• Exercice bref 1: Recopiez mot pour mot le passage du texte sur la mémoire des déportés qui commence aux mots « 29 avril 2019 » et s'arrête après « envers leurs semblables. ».

• Extrait de page:
<<<<

29 avril 2019 1 29 /04 /avril /2019 04:32

 

Presque trois-quarts de siècle après le printemps 1945 où les camps nazis ont été libérés, il est plus que jamais utile, dans un Monde où les relents de nationalisme exacerbé refont surface année après année, de rappeler comment des hommes, pourtant régulièrement élus par leurs semblables, peuvent, une fois parvenus au pouvoir, commettre d'abominables actes d'indicible souffrance et de mort envers leurs semblables.

 

C'est ce à quoi nous nous employons, devant notre Monument aux Morts, tous les derniers dimanches d'avril, en souvenir des déportés de l'Allemagne nazie, associant dans notre mémoire les victimes, parfois bien plus récentes, de tous les génocides.

>>>>

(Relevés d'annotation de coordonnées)
<<<<

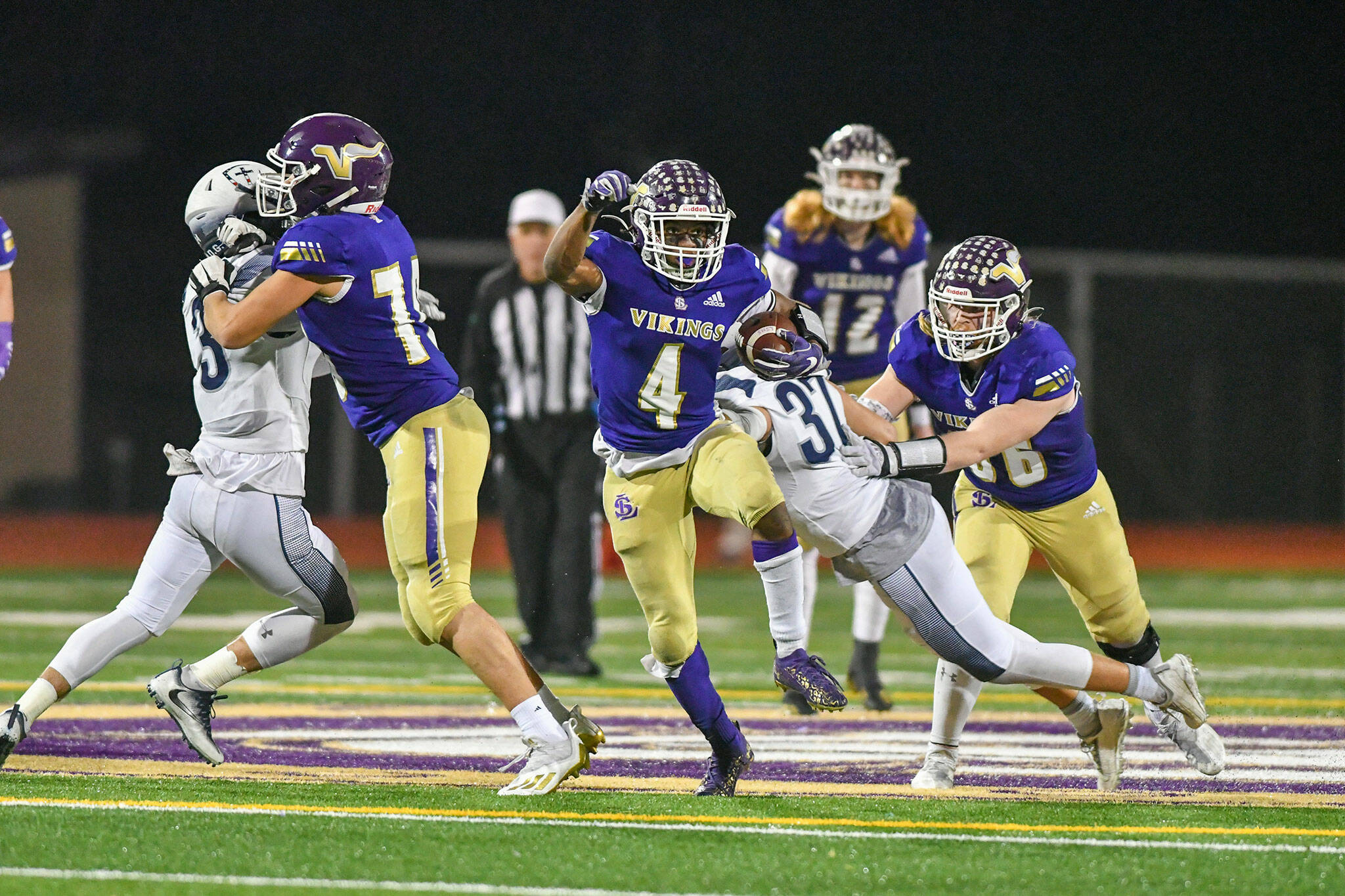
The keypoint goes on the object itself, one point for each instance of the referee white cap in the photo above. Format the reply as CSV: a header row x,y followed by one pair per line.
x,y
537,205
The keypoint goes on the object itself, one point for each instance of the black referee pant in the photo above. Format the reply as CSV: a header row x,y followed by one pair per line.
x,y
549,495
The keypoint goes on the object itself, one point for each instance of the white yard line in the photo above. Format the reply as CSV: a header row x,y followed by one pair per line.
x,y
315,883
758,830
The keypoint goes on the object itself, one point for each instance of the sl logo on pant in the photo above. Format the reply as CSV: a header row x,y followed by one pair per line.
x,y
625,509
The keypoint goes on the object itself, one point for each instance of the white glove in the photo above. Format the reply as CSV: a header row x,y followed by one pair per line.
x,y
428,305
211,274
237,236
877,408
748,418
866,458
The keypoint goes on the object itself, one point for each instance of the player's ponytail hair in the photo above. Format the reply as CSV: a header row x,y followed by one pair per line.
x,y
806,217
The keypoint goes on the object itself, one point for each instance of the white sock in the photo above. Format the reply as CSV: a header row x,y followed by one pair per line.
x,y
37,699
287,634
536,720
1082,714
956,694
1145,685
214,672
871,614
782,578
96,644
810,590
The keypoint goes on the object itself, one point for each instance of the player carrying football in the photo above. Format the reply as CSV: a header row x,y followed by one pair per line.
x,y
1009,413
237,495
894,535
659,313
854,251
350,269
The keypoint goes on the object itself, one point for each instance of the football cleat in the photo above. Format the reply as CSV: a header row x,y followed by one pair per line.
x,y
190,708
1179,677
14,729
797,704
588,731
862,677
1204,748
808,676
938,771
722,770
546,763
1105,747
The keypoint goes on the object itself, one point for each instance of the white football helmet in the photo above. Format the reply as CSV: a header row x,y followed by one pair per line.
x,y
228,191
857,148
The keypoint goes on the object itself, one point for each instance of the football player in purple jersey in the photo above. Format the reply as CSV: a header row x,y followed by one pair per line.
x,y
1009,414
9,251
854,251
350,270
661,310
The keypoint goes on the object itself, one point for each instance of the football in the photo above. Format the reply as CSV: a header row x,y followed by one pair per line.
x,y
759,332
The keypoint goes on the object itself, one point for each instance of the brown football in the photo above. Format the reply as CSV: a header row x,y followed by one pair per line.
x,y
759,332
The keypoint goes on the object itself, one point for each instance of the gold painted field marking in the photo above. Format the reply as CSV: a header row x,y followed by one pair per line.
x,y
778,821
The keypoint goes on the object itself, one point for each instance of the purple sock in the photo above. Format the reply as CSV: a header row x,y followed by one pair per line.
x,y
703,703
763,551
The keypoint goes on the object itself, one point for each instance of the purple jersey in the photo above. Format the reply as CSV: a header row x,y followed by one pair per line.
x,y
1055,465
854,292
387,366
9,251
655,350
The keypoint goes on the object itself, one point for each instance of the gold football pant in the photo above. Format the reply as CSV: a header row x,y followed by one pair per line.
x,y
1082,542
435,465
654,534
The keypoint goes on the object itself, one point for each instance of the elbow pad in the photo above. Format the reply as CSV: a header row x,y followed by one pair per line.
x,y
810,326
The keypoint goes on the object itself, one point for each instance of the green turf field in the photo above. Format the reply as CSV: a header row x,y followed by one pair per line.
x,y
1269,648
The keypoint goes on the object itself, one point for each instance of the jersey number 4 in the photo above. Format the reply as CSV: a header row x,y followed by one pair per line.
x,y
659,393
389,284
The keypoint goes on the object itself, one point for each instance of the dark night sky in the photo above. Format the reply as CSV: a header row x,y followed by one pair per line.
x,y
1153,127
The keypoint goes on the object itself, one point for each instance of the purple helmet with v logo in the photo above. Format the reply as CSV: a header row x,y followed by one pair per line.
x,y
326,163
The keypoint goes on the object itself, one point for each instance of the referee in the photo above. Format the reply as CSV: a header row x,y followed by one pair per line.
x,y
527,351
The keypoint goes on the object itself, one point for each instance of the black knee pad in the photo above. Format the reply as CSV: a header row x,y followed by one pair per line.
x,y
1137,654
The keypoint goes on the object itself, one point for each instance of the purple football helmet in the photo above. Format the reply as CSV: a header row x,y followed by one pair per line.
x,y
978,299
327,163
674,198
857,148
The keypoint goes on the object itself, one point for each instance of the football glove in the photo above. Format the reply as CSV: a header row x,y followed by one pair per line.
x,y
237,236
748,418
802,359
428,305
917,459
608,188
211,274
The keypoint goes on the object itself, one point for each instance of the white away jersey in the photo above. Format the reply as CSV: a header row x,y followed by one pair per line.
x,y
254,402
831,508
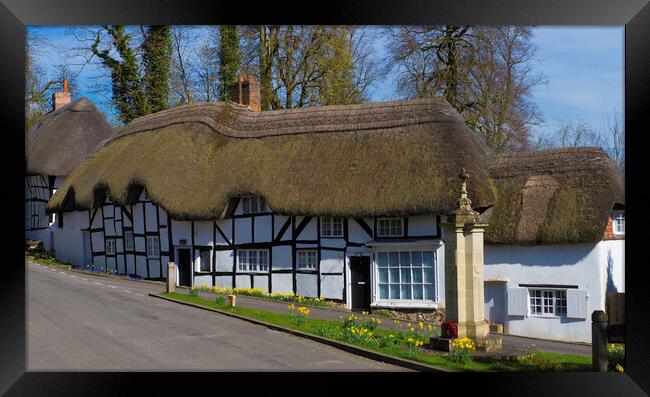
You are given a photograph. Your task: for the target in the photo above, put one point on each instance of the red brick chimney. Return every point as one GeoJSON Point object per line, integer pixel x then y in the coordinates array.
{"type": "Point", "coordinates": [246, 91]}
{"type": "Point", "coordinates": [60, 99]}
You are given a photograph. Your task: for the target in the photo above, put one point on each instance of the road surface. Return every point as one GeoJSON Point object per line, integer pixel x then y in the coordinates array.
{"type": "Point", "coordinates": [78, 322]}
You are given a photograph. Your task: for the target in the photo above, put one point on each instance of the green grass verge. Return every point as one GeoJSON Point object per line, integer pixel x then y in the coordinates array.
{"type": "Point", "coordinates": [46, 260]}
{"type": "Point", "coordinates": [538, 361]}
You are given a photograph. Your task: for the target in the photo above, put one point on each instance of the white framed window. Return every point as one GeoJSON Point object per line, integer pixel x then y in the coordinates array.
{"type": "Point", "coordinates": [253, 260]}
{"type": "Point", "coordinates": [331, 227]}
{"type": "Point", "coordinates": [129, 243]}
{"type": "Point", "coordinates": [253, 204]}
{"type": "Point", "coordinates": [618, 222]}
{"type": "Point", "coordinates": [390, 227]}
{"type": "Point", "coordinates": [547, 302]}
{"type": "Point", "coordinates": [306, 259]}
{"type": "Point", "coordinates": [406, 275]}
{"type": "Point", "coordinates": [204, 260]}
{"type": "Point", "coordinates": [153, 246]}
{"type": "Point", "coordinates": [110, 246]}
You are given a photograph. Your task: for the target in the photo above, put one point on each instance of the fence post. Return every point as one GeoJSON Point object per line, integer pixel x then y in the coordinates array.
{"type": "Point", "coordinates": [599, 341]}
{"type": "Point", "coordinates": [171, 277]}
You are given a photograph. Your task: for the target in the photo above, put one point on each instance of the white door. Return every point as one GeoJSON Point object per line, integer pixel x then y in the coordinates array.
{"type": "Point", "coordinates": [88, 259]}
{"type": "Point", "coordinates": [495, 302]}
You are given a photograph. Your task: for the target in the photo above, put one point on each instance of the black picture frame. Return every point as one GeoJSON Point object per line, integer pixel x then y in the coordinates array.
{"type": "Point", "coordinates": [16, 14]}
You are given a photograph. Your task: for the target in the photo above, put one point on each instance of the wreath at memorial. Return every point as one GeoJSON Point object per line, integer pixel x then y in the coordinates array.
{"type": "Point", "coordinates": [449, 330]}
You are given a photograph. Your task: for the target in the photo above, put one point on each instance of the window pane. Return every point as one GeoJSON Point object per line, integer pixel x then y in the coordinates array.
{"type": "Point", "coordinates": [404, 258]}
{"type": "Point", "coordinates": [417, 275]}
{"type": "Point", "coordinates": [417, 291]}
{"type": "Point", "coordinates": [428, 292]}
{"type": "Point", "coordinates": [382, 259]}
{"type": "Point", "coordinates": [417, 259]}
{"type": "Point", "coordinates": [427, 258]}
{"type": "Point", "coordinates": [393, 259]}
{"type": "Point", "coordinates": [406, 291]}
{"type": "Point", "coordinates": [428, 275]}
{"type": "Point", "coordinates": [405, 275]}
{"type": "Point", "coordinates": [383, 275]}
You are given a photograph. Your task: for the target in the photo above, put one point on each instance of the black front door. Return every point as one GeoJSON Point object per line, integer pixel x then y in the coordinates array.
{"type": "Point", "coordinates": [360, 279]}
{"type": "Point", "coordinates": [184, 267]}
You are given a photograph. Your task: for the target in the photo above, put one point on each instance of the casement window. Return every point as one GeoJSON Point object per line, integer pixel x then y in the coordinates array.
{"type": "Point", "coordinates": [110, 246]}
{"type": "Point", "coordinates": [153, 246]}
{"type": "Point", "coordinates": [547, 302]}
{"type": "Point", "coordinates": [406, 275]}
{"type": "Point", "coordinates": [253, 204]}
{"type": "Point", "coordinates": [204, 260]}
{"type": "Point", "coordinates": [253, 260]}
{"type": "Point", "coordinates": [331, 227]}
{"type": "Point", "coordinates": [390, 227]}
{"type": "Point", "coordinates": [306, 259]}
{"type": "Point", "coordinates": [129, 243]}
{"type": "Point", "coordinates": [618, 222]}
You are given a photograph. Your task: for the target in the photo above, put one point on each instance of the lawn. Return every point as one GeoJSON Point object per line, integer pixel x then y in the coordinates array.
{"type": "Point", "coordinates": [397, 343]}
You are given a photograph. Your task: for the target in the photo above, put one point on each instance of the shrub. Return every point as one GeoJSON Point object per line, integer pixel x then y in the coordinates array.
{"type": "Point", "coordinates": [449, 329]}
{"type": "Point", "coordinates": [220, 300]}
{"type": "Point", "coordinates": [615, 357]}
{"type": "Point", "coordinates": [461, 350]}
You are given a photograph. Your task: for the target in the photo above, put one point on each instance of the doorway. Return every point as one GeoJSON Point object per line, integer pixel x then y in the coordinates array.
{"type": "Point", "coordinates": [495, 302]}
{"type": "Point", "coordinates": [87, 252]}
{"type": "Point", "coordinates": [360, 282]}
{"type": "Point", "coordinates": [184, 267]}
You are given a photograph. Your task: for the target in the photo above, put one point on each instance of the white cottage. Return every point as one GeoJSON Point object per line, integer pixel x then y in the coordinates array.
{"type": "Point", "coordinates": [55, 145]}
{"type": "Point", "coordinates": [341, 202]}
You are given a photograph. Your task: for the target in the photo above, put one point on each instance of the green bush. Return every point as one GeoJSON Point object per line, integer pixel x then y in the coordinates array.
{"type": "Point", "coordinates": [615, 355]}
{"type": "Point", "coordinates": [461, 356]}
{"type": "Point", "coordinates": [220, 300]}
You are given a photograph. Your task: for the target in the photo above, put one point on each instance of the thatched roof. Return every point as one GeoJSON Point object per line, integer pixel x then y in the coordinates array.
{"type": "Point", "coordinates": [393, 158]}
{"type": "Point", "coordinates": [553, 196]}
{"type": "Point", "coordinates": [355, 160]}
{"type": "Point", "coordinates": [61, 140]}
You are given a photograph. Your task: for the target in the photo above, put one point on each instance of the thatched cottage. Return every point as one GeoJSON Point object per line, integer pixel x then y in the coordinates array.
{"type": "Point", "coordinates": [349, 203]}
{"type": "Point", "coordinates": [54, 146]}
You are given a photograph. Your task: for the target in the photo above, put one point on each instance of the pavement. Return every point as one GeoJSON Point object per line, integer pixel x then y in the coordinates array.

>>>>

• Exercice bref 2: Sélectionnez et recopiez chaque ligne contenant le mot « logo ».

• Réponse correcte 1:
29 avril 2019 1 29 /04 /avril /2019 04:32

 

Presque trois-quarts de siècle après le printemps 1945 où les camps nazis ont été libérés, il est plus que jamais utile, dans un Monde où les relents de nationalisme exacerbé refont surface année après année, de rappeler comment des hommes, pourtant régulièrement élus par leurs semblables, peuvent, une fois parvenus au pouvoir, commettre d'abominables actes d'indicible souffrance et de mort envers leurs semblables.

• Réponse correcte 2:
The keypoint goes on the object itself, one point for each instance of the sl logo on pant in the photo above. Format the reply as CSV: a header row x,y followed by one pair per line.
The keypoint goes on the object itself, one point for each instance of the purple helmet with v logo in the photo above. Format the reply as CSV: a header row x,y followed by one pair per line.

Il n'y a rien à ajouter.